Objective:
Pick out each line in the listing below that contains the word "trunk" and copy those lines.

(Excerpts from a detection dataset)
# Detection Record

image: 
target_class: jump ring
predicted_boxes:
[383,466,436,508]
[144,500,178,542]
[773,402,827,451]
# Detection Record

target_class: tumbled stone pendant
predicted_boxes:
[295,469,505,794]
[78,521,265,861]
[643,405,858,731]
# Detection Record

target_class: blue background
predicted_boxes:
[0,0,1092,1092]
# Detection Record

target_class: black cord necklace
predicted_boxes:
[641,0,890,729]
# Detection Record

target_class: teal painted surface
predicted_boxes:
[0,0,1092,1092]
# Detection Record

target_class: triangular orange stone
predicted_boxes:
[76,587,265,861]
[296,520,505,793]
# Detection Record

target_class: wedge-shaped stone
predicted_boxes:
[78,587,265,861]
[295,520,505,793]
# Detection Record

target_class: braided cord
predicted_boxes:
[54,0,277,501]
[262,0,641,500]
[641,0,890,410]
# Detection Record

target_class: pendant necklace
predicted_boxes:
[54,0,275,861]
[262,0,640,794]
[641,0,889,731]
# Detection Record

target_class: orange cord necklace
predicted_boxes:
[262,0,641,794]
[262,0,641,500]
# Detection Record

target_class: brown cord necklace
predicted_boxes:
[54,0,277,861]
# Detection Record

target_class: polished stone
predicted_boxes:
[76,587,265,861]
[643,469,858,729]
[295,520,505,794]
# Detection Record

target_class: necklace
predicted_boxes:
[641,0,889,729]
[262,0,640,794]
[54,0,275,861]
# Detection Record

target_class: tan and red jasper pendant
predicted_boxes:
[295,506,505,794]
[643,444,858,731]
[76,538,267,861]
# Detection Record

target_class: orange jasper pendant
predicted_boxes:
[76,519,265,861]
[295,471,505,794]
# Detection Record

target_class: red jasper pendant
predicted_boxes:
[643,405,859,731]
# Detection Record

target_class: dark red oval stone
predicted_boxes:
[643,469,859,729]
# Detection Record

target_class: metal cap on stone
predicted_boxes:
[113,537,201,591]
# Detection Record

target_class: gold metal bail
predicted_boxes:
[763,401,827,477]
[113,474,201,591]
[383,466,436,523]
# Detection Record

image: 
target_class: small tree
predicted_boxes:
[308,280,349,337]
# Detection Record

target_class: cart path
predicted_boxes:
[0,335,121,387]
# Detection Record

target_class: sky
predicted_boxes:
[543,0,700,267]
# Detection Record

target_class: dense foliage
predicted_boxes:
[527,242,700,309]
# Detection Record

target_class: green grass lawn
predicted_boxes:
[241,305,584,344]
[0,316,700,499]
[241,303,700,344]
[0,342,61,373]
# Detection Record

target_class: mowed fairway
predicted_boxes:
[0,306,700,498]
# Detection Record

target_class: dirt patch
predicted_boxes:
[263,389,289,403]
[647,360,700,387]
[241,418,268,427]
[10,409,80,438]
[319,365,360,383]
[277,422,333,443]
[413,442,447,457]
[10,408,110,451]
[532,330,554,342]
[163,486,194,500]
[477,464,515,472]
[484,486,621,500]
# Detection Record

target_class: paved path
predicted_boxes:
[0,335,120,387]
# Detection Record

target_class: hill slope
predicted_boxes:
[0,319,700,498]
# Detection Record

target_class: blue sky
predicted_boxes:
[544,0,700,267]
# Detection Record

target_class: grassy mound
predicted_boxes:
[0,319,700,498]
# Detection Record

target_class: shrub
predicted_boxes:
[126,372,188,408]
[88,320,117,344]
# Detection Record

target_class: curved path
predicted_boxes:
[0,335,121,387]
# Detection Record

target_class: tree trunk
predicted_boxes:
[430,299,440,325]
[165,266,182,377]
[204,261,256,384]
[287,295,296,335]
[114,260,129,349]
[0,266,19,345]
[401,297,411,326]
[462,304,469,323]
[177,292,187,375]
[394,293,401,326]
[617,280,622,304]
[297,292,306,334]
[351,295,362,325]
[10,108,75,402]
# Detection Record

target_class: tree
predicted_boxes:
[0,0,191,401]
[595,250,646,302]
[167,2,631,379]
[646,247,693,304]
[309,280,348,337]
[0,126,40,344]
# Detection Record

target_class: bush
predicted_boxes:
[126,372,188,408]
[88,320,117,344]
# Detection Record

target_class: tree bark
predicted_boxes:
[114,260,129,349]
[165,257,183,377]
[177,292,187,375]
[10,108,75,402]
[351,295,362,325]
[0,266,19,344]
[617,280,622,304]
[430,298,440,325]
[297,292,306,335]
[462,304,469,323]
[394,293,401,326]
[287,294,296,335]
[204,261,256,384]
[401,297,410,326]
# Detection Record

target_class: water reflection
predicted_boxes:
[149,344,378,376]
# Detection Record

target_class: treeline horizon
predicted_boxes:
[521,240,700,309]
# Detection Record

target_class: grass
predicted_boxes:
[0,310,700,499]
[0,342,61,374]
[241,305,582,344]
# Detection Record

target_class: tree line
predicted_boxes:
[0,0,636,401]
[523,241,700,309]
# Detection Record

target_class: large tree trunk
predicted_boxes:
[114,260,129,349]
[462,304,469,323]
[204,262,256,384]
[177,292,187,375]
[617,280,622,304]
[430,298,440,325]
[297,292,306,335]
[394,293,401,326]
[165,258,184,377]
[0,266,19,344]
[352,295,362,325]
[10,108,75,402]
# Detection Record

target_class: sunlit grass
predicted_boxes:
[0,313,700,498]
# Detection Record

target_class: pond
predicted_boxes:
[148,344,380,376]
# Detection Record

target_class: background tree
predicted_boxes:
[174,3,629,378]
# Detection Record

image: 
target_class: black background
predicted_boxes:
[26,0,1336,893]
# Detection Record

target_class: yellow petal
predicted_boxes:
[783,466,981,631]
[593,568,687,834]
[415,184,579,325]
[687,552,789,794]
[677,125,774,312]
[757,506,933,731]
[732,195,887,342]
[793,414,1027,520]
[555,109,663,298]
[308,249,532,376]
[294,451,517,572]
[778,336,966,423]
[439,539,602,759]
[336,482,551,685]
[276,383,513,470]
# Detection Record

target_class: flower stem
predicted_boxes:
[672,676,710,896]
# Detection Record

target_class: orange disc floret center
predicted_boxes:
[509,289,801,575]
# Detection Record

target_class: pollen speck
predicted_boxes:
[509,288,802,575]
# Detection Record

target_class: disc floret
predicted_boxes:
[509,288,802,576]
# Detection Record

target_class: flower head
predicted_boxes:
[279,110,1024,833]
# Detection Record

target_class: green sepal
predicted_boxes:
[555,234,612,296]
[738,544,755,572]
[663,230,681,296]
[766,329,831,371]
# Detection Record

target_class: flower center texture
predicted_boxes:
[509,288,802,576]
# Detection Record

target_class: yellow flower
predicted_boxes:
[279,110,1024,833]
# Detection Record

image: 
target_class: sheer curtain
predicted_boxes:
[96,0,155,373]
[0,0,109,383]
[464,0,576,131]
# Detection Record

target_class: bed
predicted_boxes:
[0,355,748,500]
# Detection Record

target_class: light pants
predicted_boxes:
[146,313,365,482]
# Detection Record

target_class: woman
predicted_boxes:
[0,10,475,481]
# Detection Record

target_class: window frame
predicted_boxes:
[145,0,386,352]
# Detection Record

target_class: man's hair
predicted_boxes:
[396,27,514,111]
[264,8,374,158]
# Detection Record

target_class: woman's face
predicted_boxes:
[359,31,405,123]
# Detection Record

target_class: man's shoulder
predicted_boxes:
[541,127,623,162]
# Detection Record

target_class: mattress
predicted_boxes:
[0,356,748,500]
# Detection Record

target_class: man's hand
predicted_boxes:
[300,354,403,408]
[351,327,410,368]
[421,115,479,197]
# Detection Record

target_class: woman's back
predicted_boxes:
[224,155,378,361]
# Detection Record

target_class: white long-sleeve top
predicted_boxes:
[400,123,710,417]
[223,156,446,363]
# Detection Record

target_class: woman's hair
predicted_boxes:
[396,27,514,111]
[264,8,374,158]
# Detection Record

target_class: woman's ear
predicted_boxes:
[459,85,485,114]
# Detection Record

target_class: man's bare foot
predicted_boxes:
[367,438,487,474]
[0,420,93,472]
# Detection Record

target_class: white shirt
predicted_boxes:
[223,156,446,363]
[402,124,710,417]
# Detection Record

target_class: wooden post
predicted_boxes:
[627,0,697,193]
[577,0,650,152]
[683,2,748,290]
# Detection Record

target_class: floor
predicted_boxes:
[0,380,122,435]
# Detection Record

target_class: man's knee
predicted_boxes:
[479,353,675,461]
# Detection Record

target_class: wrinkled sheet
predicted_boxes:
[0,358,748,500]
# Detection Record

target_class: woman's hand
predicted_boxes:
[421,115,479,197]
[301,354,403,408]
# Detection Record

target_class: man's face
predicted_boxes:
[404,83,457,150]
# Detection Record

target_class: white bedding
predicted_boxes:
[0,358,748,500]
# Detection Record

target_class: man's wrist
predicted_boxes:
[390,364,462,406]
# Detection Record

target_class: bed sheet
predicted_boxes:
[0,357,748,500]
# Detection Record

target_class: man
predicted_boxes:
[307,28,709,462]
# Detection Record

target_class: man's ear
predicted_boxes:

Solution below:
target_class: tree trunk
target_class: large tree trunk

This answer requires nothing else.